=== Passage provided ===
....

You work for a multinational company that sells various goods across the globe. Currently, their sales data is spread across many different data sources making it not easily accessible or analysable by current members of the team. In an effort to become more data-driven, your organisation would like to make its sales data accessible from one centralised location. Your first goal will be to produce a system that stores the current company data in a database so that it's accessed from one centralised location and acts as a single source of truth for sales data. You will then query the database to get up-to-date metrics for the business.
The different data sources that need to be extracted from and collected together are:
- two tables of an SQL database hosted on AWS RDS
- one table stored as a .pdf file hosted on AWS S3
- one table stored as a .csv file hosted on AWS S3
- one table stored as a .json file hosted on AWD S3
- a series of JSON objects available via an API
By completing this project, I have built a pipeline for extracting the data from the various sources, transforming (cleaning) the data, and loading the data into a new Postgresql database hosted locally. Once extracted and loaded, further transformation of the data and database was performed to complete the database schema. Finally, several SQL queries were written to enable users of the database to query the data and extract meaningful insights from it.

....

=== Parts of the exercise ===
1) Could you retype the project description, everything from "You work for" down to "for the business."?
2) Can you turn the project description's paragraph beginning "By completing this project" into a short list that keeps its main facts?

....

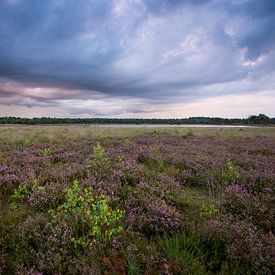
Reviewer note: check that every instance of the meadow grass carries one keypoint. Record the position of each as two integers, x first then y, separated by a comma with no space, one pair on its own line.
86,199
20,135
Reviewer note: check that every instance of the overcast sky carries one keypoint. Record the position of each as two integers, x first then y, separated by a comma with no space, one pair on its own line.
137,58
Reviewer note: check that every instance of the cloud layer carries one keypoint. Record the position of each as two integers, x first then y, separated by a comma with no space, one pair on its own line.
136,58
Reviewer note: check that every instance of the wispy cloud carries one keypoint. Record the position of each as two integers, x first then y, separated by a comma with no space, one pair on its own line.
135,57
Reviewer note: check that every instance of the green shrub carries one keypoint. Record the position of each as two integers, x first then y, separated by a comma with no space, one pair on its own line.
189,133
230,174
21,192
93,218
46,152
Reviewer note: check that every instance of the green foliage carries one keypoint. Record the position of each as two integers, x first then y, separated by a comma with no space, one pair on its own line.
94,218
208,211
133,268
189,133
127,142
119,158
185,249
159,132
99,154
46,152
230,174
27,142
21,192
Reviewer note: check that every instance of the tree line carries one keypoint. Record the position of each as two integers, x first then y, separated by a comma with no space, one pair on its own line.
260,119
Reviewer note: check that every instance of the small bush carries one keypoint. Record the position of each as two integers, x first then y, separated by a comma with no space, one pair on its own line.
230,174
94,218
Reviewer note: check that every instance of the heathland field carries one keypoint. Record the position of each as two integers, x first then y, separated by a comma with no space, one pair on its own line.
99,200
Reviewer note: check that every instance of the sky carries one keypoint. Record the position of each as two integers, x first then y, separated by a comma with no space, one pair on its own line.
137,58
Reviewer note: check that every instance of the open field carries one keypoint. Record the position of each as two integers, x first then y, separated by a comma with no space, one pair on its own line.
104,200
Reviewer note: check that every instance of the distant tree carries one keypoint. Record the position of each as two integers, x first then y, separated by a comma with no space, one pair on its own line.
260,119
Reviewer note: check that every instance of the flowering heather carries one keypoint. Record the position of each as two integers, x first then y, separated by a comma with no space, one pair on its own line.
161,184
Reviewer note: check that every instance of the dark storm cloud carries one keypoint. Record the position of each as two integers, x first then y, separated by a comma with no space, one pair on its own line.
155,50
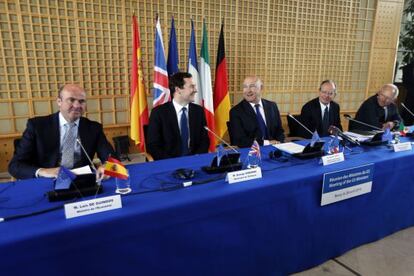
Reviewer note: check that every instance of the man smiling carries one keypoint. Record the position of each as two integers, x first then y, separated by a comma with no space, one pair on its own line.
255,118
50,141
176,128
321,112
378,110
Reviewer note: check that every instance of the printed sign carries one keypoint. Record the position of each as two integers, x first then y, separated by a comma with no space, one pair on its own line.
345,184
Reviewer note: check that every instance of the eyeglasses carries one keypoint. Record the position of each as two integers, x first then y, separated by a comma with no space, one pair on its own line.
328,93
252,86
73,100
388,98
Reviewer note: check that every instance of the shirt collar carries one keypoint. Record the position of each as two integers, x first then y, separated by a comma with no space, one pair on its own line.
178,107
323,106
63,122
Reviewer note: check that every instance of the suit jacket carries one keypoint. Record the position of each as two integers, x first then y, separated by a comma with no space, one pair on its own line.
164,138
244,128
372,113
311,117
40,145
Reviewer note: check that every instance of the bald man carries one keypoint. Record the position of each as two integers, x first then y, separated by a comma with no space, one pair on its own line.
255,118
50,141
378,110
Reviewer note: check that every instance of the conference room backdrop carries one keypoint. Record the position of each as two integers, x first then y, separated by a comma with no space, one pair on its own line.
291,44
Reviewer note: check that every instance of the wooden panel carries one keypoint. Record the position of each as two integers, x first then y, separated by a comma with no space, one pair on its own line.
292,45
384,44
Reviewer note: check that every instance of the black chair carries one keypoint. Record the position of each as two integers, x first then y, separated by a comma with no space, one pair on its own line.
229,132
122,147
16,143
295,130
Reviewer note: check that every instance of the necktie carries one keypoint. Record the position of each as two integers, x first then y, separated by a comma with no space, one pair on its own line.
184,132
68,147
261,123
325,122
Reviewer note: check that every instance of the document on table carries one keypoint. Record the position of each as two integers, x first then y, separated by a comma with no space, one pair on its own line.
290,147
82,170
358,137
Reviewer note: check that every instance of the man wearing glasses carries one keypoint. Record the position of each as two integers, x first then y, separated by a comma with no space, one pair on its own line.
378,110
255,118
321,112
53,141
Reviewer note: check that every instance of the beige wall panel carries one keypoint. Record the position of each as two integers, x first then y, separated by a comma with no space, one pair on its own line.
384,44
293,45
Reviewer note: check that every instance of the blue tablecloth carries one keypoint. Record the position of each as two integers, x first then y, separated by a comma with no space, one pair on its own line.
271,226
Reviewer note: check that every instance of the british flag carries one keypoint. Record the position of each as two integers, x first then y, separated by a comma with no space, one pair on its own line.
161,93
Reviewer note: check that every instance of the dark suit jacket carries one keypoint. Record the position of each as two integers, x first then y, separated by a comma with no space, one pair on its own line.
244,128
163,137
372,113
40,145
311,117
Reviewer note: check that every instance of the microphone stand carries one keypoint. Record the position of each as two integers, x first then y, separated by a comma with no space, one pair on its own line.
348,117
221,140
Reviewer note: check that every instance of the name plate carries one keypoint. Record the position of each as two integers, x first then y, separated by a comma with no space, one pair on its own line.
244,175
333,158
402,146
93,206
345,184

....

=== Answers provided ===
1)
You work for a multinational company that sells various goods across the globe. Currently, their sales data is spread across many different data sources making it not easily accessible or analysable by current members of the team. In an effort to become more data-driven, your organisation would like to make its sales data accessible from one centralised location. Your first goal will be to produce a system that stores the current company data in a database so that it's accessed from one centralised location and acts as a single source of truth for sales data. You will then query the database to get up-to-date metrics for the business.

2)
- Built a pipeline that extracts data from the various sources, transforms (cleans) it, and loads it into a new locally hosted Postgresql database.
- After extraction and loading, further transformed the data and database to complete the database schema.
- Wrote several SQL queries so database users can query the data and extract meaningful insights.